• **YOUR GOAL**: Return every line of the records below verbatim, with nothing added, dropped, or altered.

• **DATA LISTING**:
########

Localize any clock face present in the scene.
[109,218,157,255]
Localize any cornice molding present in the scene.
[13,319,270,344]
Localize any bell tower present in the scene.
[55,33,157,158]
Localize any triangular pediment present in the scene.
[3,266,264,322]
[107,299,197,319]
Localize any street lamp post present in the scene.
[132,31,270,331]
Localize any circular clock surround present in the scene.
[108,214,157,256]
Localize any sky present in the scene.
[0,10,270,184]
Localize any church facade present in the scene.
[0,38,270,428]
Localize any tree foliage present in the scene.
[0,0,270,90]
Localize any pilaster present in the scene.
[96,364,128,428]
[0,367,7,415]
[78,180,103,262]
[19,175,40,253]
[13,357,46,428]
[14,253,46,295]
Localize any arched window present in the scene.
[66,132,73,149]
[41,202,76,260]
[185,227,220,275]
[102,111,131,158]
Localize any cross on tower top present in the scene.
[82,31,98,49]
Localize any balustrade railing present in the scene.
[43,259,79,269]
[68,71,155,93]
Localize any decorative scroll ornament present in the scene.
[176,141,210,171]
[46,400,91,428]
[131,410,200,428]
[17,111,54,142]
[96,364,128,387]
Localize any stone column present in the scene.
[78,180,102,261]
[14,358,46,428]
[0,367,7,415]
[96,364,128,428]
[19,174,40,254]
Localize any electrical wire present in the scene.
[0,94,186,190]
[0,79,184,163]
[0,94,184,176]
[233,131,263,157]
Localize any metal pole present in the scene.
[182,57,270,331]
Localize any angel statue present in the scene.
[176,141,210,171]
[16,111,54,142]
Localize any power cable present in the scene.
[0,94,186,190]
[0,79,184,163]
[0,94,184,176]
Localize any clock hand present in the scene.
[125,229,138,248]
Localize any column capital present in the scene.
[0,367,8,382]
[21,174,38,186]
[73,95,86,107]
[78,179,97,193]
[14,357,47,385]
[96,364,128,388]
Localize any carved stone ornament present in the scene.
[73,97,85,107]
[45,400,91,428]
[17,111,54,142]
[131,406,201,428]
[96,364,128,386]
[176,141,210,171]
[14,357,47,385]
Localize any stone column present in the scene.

########

• **SOLUTION TO THIS EXERCISE**:
Localize any clock face present in the scene.
[109,218,157,255]
Localize any cornice molding present in the scene.
[13,319,270,344]
Localize any bell tower present in the scene.
[55,33,157,158]
Localize any triangular pediment present in the scene.
[3,266,264,322]
[107,299,197,319]
Localize any street lamp post present in the scene.
[132,31,270,331]
Localize any circular clock surround present in the scene.
[108,214,157,256]
Localize any sky present in the scene.
[0,10,270,184]
Localize any church facade present in the scene.
[0,38,270,428]
Localize any tree foliage present in the scene.
[0,0,270,90]
Localize any pilaster present in the scene.
[96,364,128,428]
[0,367,7,415]
[78,180,103,262]
[19,175,40,253]
[13,357,46,428]
[14,253,46,295]
Localize any arched window present in the scene.
[66,132,73,149]
[41,202,76,260]
[185,227,220,275]
[102,111,131,158]
Localize any cross on tower top present in the scene.
[82,31,98,49]
Localize any balustrade railing present in the scene.
[43,259,79,269]
[68,71,155,93]
Localize any decorative scroll ornament present in the scene.
[176,141,210,171]
[46,400,91,428]
[131,410,200,428]
[17,111,54,142]
[96,364,128,387]
Localize any stone column present in the scene.
[78,180,102,261]
[14,358,46,428]
[0,367,7,415]
[96,364,128,428]
[19,174,40,254]
Localize any electrical wire present in the scene.
[0,94,186,190]
[0,79,184,163]
[0,94,184,176]
[233,131,263,157]
Localize any metal pole present in the scene.
[182,57,270,331]
Localize any angel statue present in the scene.
[176,141,210,171]
[16,111,54,142]
Localize any power cable present in the scene.
[0,94,186,190]
[0,79,184,163]
[0,94,184,176]
Localize any clock hand present in the scene.
[125,229,138,248]
Localize any column capital present in the scene.
[0,367,8,382]
[21,174,38,186]
[73,95,86,107]
[78,179,97,193]
[14,357,47,385]
[96,364,128,388]
Localize any carved stone ornament present in the scene.
[73,97,85,107]
[45,400,91,428]
[17,111,54,142]
[131,406,201,428]
[96,364,128,386]
[176,141,210,171]
[14,357,47,385]
Localize any stone column present in the scene.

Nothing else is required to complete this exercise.